▶ **The problem**: Write the next part of the tunnel boring machine passage, starting right after its final sentence.

▶ **Selected passage**:
<<<<
It is therefore the specific subject of the present invention a boring
machine for digging tunnels in a wide variety of grounds, of the kind
comprising a first, front shield, which contains the boring head and its
driving members, and a second shield, fitted with pads "grippers" for
providing the anchorage necessary for advancing the boring machine, in
which a third shield is provided arranged between said first and said
second shield, such that the first shield overlaps partly to it and is
able to slide axially to the third shield itself and the assembly of the
first shield and the third shield is able to vary its advancing direction
with respect to the second shield; guiding means being provided between
said first shield and said third shield, that allow the same to
reciprocally move only in the longitudinal axial direction, while keeping
concentric, and that prevent the same from relatively rotating about the
longitudinal axis, and means being provided for advancing said first
shield with respect to said third shield, as well as means for setting the
assembly of the first shield and of the third shield at an angle with
respect to said second shield.
In particular, said guide means between said first and said third shield
can be comprised of a preferably tubular, longitudinal axial central
structure, integral with the first shield, sliding within a guide arranged
on said third shield.
>>>>
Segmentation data
<<<<
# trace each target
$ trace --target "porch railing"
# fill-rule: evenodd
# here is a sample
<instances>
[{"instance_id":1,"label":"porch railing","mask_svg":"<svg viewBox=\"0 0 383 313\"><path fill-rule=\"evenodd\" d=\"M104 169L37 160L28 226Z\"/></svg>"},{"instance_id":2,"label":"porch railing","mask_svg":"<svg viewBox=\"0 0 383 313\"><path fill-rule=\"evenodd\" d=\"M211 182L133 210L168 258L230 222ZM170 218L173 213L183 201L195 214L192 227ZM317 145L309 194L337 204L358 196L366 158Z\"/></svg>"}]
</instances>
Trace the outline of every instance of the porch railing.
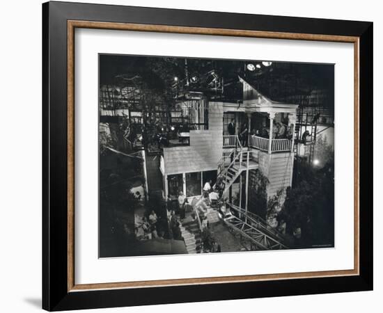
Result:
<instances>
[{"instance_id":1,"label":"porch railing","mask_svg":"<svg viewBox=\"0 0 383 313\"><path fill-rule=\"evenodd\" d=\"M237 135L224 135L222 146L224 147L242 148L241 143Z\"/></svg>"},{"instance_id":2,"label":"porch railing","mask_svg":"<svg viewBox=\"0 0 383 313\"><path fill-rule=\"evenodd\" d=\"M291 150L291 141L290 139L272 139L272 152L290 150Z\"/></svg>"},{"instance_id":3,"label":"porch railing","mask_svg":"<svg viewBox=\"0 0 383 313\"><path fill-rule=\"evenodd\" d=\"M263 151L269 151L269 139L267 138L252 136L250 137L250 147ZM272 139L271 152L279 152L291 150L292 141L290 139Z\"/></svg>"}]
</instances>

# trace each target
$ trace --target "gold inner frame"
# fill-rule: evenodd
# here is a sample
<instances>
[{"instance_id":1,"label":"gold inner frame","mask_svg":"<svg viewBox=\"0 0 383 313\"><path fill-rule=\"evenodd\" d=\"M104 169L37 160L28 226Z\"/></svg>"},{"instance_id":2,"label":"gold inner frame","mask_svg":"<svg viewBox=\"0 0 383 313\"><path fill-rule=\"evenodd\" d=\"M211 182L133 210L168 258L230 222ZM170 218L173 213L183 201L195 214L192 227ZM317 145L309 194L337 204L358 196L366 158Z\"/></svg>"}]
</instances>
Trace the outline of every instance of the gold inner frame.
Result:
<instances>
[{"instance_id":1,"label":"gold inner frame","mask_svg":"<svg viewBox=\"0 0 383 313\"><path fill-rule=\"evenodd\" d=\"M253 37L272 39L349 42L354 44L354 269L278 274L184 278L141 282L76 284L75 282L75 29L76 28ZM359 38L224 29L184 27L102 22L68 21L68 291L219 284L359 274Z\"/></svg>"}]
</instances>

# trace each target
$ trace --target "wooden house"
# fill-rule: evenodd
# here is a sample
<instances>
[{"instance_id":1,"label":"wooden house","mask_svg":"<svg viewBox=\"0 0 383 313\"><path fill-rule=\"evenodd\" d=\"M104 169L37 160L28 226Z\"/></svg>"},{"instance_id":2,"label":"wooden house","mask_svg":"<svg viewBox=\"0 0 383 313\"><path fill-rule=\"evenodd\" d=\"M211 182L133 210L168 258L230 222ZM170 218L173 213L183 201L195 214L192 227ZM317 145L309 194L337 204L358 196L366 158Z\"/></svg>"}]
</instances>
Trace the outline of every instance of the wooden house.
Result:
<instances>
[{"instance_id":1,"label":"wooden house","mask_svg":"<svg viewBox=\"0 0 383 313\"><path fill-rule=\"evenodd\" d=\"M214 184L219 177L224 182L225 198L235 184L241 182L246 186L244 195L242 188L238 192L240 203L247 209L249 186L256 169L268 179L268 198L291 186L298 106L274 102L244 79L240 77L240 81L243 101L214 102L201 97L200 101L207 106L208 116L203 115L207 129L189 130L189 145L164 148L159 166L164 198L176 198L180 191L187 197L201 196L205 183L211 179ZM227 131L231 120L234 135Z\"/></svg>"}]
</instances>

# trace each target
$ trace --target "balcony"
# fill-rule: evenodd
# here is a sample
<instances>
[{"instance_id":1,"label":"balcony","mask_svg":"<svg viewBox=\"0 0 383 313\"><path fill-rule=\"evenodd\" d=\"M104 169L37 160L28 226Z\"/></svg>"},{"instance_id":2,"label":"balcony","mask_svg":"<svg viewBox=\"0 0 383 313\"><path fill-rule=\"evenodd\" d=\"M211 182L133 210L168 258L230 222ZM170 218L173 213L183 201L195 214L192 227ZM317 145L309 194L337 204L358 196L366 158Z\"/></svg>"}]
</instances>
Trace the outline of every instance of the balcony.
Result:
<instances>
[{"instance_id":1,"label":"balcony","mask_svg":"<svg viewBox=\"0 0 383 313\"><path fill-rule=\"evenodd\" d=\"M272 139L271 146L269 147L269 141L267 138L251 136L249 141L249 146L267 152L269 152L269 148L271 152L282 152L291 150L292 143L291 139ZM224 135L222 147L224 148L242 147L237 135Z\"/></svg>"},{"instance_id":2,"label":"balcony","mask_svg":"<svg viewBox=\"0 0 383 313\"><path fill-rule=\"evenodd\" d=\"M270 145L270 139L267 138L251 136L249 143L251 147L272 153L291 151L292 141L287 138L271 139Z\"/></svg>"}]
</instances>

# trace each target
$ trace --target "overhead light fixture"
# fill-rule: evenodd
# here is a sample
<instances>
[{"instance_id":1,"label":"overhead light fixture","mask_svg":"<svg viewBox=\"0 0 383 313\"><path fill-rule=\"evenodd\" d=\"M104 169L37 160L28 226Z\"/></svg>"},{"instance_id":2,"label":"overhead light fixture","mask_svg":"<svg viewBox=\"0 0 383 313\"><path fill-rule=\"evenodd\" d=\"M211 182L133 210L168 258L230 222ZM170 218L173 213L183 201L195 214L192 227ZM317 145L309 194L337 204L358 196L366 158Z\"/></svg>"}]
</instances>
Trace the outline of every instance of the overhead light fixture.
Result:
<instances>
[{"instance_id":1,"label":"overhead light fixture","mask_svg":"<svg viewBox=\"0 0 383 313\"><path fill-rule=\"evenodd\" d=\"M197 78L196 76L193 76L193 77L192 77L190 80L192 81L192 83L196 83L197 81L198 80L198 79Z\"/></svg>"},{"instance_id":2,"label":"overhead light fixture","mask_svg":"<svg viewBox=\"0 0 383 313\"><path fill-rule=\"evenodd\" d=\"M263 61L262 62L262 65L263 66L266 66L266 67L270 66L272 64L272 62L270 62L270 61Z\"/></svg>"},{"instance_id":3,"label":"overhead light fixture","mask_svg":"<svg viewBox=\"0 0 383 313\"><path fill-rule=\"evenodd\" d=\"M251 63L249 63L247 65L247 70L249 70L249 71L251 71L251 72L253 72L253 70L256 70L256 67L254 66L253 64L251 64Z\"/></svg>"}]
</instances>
>>>>
▶ **Exercise response**:
The coupling between the central structure and the guide can extend
longitudinally so as to support radial, twisting and bending loads,
thereby keeping said first and third shield strictly parallel.
Still according to the present invention, said coupling between the central
structure and the guide can be longitudinally extended so as to support
radial loads and twisting and bending moments, further guide means being
provided, in this instance, preferably comprised of beams peripherally
supported by said first shield and by corresponding peripheral guides
supported by the third shield.
The partial overlap between the first and the third shield can be realized
in proximity of the zone of the coupling between the second and the third
shield or in an opposite position with respect to said zone.
The means for advancing the first shield with respect to the third shield
can be comprised of first parallel fed hydraulic cylinders, identical
arranged between the first and the third shield, while the means for
setting the assembly of the first shield and of the third shield at an
angle to the second shield can be comprised of second variable flow
hydraulic cylinders arranged between the second and the third shield.
In another embodiment according to the present invention, said first
hydraulic cylinders identical arranged between the first and the second
shield, are variable flow hydraulic cylinders, and can act as both an
advancing means and a steering means.
Third hydraulic cylinders, tangential in the plane perpendicular to the
longitudinal axis of the shields, will be also provided between the second
and the third shield to control the relative rotational angle between the
second and the third shield.
The outer portion of the first shield and/or the outer portion of the third
shield can be comprised of demountable sectors, so as to allow the same to
be replaced in a tunnel.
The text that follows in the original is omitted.